_To do_: Copy out all the entries shown below, exactly as they appear.
#### Input data
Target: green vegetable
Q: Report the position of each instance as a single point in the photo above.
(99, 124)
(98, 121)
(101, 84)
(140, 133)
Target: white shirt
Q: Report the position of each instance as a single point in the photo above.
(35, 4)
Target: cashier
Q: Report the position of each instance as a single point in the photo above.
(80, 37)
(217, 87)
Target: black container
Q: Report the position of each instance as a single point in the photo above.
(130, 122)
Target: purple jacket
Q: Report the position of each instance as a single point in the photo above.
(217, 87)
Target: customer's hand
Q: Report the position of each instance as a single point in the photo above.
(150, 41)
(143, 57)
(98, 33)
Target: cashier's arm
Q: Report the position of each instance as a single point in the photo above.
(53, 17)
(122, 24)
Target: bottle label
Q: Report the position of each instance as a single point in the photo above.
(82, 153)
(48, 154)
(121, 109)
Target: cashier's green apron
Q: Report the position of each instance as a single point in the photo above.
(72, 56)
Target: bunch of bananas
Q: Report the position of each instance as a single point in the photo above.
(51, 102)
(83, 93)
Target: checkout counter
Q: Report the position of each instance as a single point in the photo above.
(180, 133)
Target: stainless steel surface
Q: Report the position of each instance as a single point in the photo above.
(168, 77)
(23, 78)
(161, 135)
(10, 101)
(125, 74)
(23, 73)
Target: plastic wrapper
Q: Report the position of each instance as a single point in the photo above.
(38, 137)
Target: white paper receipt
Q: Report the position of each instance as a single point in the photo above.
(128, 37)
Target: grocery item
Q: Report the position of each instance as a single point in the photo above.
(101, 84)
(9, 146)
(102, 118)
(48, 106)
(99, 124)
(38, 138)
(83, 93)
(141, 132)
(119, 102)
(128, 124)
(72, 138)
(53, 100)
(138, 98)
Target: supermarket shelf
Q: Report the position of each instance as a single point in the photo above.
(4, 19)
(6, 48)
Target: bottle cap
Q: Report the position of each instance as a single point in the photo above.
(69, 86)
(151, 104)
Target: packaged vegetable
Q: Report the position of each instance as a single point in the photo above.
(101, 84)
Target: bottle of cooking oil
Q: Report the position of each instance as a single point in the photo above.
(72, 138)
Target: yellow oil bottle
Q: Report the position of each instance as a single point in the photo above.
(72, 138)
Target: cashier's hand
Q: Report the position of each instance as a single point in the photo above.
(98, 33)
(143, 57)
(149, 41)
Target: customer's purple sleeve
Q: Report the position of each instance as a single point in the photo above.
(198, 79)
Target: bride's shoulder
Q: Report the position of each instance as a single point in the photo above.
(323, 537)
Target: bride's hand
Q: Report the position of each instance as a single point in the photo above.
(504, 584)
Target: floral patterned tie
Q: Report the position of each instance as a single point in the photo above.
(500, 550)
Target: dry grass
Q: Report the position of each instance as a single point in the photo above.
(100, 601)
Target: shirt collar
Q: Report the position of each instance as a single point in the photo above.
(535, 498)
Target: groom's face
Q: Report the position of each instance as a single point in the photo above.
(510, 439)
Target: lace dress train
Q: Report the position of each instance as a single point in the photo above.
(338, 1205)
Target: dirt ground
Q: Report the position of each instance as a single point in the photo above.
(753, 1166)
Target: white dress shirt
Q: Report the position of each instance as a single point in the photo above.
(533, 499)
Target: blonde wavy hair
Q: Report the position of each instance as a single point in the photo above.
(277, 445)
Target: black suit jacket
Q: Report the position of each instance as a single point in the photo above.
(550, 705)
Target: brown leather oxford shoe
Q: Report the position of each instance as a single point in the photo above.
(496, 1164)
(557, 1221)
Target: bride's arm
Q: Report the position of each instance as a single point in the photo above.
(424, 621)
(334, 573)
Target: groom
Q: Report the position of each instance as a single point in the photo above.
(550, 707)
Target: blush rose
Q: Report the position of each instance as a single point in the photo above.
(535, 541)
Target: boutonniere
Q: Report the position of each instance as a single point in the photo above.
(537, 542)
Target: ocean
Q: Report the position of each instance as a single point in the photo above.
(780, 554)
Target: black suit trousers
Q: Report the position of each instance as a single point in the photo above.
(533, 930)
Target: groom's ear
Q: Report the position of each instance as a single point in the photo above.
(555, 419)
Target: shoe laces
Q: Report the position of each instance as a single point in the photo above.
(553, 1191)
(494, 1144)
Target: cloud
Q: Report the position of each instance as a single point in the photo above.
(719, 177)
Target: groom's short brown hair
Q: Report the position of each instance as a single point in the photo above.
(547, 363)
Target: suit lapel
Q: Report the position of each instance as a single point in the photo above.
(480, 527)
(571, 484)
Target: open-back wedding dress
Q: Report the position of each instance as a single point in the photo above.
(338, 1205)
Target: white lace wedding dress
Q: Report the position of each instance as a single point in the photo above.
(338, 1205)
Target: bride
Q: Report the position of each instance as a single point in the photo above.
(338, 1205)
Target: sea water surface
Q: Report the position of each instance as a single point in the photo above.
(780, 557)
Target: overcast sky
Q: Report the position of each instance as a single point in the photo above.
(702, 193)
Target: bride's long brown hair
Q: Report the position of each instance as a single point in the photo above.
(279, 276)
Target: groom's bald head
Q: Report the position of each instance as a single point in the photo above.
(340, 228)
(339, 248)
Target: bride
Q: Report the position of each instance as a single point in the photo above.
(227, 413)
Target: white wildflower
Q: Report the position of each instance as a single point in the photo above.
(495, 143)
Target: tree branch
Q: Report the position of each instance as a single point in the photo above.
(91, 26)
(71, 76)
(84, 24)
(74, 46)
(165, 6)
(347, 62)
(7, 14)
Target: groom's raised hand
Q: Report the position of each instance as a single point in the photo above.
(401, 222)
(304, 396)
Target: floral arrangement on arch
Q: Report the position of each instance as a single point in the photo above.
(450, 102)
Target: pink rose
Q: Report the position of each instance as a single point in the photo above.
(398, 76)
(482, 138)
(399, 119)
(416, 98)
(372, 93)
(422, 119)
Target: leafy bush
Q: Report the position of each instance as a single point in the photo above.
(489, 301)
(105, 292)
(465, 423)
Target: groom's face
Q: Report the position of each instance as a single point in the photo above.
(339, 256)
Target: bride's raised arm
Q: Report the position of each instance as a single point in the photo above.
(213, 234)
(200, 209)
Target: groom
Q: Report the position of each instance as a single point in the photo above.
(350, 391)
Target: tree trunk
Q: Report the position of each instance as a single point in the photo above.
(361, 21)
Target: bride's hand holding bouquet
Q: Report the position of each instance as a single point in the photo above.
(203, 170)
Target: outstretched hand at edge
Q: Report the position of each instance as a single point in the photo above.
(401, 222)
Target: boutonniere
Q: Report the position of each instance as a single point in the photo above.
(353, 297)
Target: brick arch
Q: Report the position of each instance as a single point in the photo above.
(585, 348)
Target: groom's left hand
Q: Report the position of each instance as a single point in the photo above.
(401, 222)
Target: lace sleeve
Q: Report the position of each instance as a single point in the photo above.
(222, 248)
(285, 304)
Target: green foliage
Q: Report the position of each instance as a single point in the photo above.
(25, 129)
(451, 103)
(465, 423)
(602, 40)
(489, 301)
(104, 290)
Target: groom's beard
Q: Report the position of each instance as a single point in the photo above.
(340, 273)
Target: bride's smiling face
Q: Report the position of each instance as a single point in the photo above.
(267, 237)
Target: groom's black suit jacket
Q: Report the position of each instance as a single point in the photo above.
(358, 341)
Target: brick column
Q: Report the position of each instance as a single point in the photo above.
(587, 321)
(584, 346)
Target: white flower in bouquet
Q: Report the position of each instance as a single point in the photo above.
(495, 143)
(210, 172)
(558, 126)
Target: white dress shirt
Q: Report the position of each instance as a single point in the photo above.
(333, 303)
########
_Answer box_:
Target: green vegetable
Q: Report the position of each instance as a single point in the photo above.
(99, 124)
(98, 121)
(101, 84)
(140, 133)
Target: white shirt
Q: Report the position of each instance as a single point in the photo above.
(35, 4)
Target: cashier
Q: Report the position of each instance as a single point in the photo above.
(80, 37)
(217, 87)
Target: black container
Q: Report the position of each instance as a single point in the photo above.
(130, 122)
Target: purple jacket
Q: Report the position of each instance as a single point in the photo above.
(217, 87)
Target: customer's hand
Q: Report the position of each instance as a single point in the photo above.
(150, 41)
(143, 57)
(98, 33)
Target: cashier's arm
Q: Report the position of each instance as a single point in the photo above.
(53, 17)
(122, 24)
Target: bottle label
Q: Report the position of each instance as a single point in the photo above.
(82, 153)
(48, 154)
(121, 109)
Target: cashier's green apron
Q: Report the position of each instance as a single point in the photo above.
(72, 56)
Target: bunch of bananas
Q: Report the position of each instance as a single point in the photo above.
(51, 102)
(83, 93)
Target: checkout counter
Q: Report the position of each instance as a single point in the photo above.
(180, 133)
Target: stainless steel surface
Q: Report the position of each instance as a single point in the photo above.
(168, 77)
(23, 78)
(161, 135)
(10, 101)
(125, 74)
(23, 73)
Target: plastic wrapper
Q: Report the position of each instance as a single point in the photo above.
(38, 137)
Target: white paper receipt
Q: Report the position of each instance as a single point in the photo above.
(128, 37)
Target: grocery item
Q: Report the position of each instance as a single point in the photo above.
(101, 84)
(9, 146)
(102, 118)
(48, 106)
(99, 124)
(38, 138)
(83, 93)
(141, 132)
(119, 102)
(128, 124)
(72, 138)
(53, 100)
(138, 98)
Target: supermarket shelf
Q: Report the position of each instance as a single point in the photo above.
(4, 19)
(6, 48)
Target: bottle cap
Q: Report the position of each instance as a single point in the photo above.
(69, 86)
(151, 104)
Target: packaged vegetable
Q: Report the position of each instance as a single point in the photo above.
(101, 84)
Target: bottle of cooking oil
Q: Report the position of each instance as a single point in the photo above.
(72, 138)
Target: yellow oil bottle
Q: Report the position of each instance as a single point in the photo above.
(72, 138)
Target: cashier's hand
Q: Report the position of each instance as a single point in the photo above.
(98, 33)
(143, 57)
(149, 41)
Target: customer's purple sleeve
Q: Report the position of each instance as a single point in the photo above.
(198, 79)
Target: bride's shoulder
Q: Report the position of each instance as a single point in the photo above.
(323, 537)
Target: bride's hand
Q: Report the position of each instance as a single point in the photo above.
(504, 584)
Target: floral patterned tie
Q: Report the position of each instance as a single point in the photo above.
(500, 550)
Target: dry grass
Q: Report the position of each instance as a single point in the photo above.
(100, 601)
Target: shirt collar
Q: Report the position of each instance as a single point in the photo above.
(535, 498)
Target: groom's face
Q: Report the position of each instance as a single point in the photo above.
(510, 439)
Target: lace dress train
Q: Report the position of each instance as a single point in the photo above.
(338, 1205)
Target: dirt ground
Q: Report the position of each instance as a single point in the photo above.
(753, 1166)
Target: white dress shirt
Q: Report the position of each instance as a single point in the photo above.
(533, 499)
Target: blonde wavy hair
Q: Report the position of each instance as a single point in the photo above.
(277, 445)
Target: black suit jacket
Q: Report the position of each instance as a single point in the photo above.
(550, 705)
Target: brown leather oxford shoe
Q: Report the position of each instance as a single point in the photo above.
(496, 1164)
(557, 1221)
Target: bride's arm
Q: Report the position of each instance as a single point in the photo above.
(424, 621)
(334, 573)
Target: groom
Q: Report the position of each instance as a single point in the photo above.
(550, 707)
Target: blush rose
Q: Report the position of each instance as a single point in the photo above.
(535, 541)
Target: boutonniere
Q: Report the position of each instance as a single point in the photo above.
(537, 542)
Target: ocean
Q: Report the position of each instance as a single point in the photo above.
(780, 554)
Target: black suit trousers
Q: Report the position of each instance as a single point in the photo above.
(533, 930)
Target: groom's ear
Q: Report the position of each instance as a single point in the photo above.
(555, 419)
Target: shoe laces
Q: Report the position of each instance as a single point in the photo above.
(553, 1191)
(494, 1144)
Target: cloud
Q: Report the position of each instance as a single point in the photo above.
(719, 177)
Target: groom's short brown hair
Q: Report the position of each instance as a single point in the photo above.
(547, 363)
Target: suit lapel
Q: Report the position of each instance as a single point in the photo above.
(480, 527)
(571, 484)
Target: open-back wedding dress
Q: Report the position of each instance as a single point in the photo above.
(338, 1205)
Target: white lace wedding dress
Q: Report the position of each instance as a single point in the photo above.
(338, 1205)
Target: bride
Q: Report the position of each instance as a single point in the photo above.
(338, 1205)
Target: sea water surface
Q: Report the position of each instance as a single point in the photo above.
(780, 557)
Target: overcast sky
Q: Report the position of each instance as a single point in the photo above.
(702, 193)
Target: bride's long brown hair
Q: Report the position of each instance as a single point in the photo above.
(279, 276)
Target: groom's bald head
Q: Report the position of each instance as a single point in the photo above.
(340, 228)
(339, 248)
Target: bride
Q: Report the position of each instance as a single point in the photo above.
(227, 413)
Target: white wildflower
Q: Report the position of each instance as a single point in the photo above.
(495, 143)
Target: tree branch
Q: Report the position of each instance as a single point in the photo above.
(91, 26)
(71, 76)
(84, 24)
(74, 46)
(165, 6)
(347, 62)
(7, 14)
Target: groom's raised hand
Q: Report the position of each instance as a single point in the photo above.
(401, 222)
(304, 396)
Target: floral arrangement on arch
Q: Report the position of each instance as a single point in the photo above.
(450, 102)
Target: pink rose
Q: Report the position of each instance as a single point in the photo above.
(398, 76)
(482, 138)
(399, 119)
(416, 98)
(372, 93)
(422, 119)
Target: leafy bush
Q: Report the position of each instance as a single point in the photo above.
(489, 301)
(105, 292)
(465, 423)
Target: groom's face
Q: Report the position of each instance as a single point in the photo above.
(339, 256)
Target: bride's raised arm
Q: Report the position of each instance as a single point in the photo above.
(213, 234)
(200, 209)
Target: groom
Q: Report the position of each instance as a single point in the photo above.
(350, 391)
Target: tree trunk
Q: Report the position of each instance as a single point in the photo above.
(361, 21)
Target: bride's hand holding bouquet
Q: Report the position of each instance as a single point in the photo above.
(203, 170)
Target: outstretched hand at edge
Q: Report the position of each instance as a single point in the photo above.
(401, 222)
Target: boutonniere
Q: Report the position of each instance as a single point in the photo above.
(353, 297)
Target: brick arch
Q: Report the position of each instance as a single point in the photo above.
(585, 348)
Target: groom's left hand
Q: Report the position of each instance as a single point in the photo above.
(401, 222)
Target: lace sleeve
Q: Report the position of each instance as a single point in the photo above.
(222, 248)
(285, 304)
Target: green foliage
Q: Report the position of each instance as a single point in the photo above.
(25, 129)
(451, 103)
(465, 423)
(602, 40)
(489, 301)
(104, 290)
Target: groom's beard
Q: Report the position of each instance as a single point in the photo above.
(340, 273)
Target: bride's smiling face
Q: Report the position of each instance as a single point in the photo above.
(267, 237)
Target: groom's black suit jacket
Q: Report the position of each instance as a single point in the photo above.
(358, 341)
Target: brick column
Q: Report the position of each instance as a single point in the photo above.
(587, 321)
(584, 346)
Target: white flower in bouquet
Q: Report the position of each instance as a single point in the photo above.
(495, 143)
(210, 172)
(558, 126)
Target: white dress shirt
Q: Report the position of each instance as a single point in the photo above.
(333, 303)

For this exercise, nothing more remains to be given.